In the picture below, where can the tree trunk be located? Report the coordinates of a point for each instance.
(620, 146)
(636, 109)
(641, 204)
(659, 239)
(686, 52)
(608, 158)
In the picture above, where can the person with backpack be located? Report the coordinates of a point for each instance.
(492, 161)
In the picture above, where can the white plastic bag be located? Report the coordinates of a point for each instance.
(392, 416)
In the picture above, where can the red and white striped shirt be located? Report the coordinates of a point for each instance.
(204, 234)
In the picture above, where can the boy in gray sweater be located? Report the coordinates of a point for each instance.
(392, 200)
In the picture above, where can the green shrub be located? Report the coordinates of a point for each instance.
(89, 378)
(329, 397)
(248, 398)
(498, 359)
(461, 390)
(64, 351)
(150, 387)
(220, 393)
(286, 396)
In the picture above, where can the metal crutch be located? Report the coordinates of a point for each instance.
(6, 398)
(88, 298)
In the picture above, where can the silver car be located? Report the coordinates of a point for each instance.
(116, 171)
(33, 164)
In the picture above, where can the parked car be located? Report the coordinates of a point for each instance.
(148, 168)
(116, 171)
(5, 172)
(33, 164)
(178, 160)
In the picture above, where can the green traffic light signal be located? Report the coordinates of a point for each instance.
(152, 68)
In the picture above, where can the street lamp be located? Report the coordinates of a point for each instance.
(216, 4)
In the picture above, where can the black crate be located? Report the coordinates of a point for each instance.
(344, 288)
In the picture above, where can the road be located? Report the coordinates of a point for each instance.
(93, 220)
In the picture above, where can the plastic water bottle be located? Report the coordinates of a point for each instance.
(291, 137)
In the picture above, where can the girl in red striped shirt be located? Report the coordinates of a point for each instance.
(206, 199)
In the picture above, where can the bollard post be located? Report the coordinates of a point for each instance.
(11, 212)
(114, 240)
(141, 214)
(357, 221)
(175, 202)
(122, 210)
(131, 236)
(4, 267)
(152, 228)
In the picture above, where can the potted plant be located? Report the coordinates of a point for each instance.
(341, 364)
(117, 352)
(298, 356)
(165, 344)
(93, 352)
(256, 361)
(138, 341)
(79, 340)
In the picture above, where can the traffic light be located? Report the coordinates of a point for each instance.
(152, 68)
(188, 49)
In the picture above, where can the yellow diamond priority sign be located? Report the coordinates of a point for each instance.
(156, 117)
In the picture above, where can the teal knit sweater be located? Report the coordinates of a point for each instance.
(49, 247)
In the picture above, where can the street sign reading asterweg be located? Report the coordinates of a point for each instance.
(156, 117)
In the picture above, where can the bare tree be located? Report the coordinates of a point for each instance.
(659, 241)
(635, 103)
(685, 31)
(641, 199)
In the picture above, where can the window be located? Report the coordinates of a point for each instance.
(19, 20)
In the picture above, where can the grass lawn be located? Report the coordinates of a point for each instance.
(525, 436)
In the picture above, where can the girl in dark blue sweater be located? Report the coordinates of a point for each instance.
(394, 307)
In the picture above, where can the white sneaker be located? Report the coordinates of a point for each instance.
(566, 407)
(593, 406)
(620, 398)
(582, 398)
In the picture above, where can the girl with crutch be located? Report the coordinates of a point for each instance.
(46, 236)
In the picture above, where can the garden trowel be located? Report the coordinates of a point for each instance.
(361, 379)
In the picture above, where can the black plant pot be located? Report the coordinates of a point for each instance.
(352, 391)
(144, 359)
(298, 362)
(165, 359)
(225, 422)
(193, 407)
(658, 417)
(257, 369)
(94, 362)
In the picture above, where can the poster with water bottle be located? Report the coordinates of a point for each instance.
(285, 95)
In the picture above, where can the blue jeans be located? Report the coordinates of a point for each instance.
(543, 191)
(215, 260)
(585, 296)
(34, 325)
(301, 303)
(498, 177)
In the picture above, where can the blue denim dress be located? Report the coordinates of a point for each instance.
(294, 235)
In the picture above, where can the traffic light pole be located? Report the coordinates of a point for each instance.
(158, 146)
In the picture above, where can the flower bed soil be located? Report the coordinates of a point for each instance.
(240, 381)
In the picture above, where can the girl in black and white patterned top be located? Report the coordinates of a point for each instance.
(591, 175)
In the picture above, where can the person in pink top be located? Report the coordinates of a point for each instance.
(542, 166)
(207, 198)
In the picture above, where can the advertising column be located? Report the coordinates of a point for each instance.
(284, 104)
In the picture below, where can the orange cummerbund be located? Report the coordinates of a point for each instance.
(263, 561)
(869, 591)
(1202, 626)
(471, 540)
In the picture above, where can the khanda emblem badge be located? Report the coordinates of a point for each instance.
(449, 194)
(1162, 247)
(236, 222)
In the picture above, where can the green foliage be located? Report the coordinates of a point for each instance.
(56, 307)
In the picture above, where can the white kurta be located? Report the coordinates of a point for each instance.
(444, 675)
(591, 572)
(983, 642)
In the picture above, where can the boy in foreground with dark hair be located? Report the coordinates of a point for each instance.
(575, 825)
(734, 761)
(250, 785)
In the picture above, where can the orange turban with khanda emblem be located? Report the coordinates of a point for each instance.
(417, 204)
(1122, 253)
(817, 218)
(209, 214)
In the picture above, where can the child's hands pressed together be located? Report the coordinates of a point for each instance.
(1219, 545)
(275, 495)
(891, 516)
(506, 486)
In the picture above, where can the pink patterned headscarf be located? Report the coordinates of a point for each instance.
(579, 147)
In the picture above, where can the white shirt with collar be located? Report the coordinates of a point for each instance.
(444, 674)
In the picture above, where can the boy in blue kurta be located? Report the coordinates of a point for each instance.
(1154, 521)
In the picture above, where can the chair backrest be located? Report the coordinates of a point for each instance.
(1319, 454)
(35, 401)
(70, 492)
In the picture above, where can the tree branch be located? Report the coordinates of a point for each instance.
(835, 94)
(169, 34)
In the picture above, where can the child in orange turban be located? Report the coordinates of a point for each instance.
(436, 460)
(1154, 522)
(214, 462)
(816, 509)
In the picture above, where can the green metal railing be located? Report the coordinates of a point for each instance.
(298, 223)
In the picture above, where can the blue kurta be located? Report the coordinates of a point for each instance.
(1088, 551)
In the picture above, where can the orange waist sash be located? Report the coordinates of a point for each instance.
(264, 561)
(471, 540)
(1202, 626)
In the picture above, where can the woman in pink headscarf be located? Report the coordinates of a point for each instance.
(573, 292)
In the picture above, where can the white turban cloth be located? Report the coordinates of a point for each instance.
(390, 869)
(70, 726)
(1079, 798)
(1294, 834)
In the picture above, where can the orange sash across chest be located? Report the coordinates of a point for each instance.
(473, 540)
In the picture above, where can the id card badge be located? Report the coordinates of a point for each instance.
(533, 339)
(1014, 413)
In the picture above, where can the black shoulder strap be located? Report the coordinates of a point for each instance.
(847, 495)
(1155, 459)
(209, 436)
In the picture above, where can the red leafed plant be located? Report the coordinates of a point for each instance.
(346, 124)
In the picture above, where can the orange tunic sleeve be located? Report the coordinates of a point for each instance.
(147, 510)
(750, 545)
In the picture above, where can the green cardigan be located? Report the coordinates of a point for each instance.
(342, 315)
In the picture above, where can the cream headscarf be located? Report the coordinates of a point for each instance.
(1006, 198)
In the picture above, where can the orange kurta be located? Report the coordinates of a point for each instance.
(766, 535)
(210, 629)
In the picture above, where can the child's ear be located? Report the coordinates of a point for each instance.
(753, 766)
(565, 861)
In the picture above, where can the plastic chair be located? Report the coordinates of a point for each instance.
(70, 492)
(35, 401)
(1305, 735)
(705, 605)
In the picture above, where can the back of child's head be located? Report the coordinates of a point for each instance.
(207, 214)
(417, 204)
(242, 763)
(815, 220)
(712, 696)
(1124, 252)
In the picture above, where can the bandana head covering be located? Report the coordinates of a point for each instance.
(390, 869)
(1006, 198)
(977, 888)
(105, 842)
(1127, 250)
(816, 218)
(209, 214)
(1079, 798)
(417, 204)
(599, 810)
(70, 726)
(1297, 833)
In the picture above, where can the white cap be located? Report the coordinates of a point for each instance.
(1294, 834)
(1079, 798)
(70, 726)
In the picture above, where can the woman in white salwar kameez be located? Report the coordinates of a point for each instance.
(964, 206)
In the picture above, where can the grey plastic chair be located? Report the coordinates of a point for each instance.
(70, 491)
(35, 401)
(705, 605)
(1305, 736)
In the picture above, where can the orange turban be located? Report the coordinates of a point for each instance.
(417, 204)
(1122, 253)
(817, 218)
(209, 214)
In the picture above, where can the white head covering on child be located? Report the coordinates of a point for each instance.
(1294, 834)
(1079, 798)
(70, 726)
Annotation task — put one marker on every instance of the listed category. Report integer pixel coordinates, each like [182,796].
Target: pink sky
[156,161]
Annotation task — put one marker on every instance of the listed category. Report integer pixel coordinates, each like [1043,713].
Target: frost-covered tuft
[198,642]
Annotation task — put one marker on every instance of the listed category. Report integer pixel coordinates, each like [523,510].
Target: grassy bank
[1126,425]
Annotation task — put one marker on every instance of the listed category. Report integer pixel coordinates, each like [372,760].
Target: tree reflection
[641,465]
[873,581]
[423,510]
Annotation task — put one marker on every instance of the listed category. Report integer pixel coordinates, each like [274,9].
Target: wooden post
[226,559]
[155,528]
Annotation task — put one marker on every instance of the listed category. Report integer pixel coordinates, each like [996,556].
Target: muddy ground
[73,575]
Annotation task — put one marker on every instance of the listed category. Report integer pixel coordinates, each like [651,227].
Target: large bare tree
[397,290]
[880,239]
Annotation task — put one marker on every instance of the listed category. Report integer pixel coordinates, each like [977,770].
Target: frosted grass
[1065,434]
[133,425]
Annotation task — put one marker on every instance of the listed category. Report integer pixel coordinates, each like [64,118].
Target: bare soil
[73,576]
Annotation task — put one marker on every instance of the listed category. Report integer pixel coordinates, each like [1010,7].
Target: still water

* * *

Exactly the lines from the one containing "Target: large bare tree" through the final line of the records must appear in your reply, and no others.

Target: large bare tree
[397,290]
[880,239]
Annotation task — put one marker on every instance of the listed category. Report integer pixel coordinates, each like [977,770].
Target: frosted grass
[1065,434]
[133,425]
Annotation task — put one marker on every instance of the listed category. Report integer pixel coordinates, each like [64,118].
Target: bare soil
[73,576]
Annotation task — put one marker on every instance of the listed category. Report integer pixel coordinates, each like [1010,7].
Target: still water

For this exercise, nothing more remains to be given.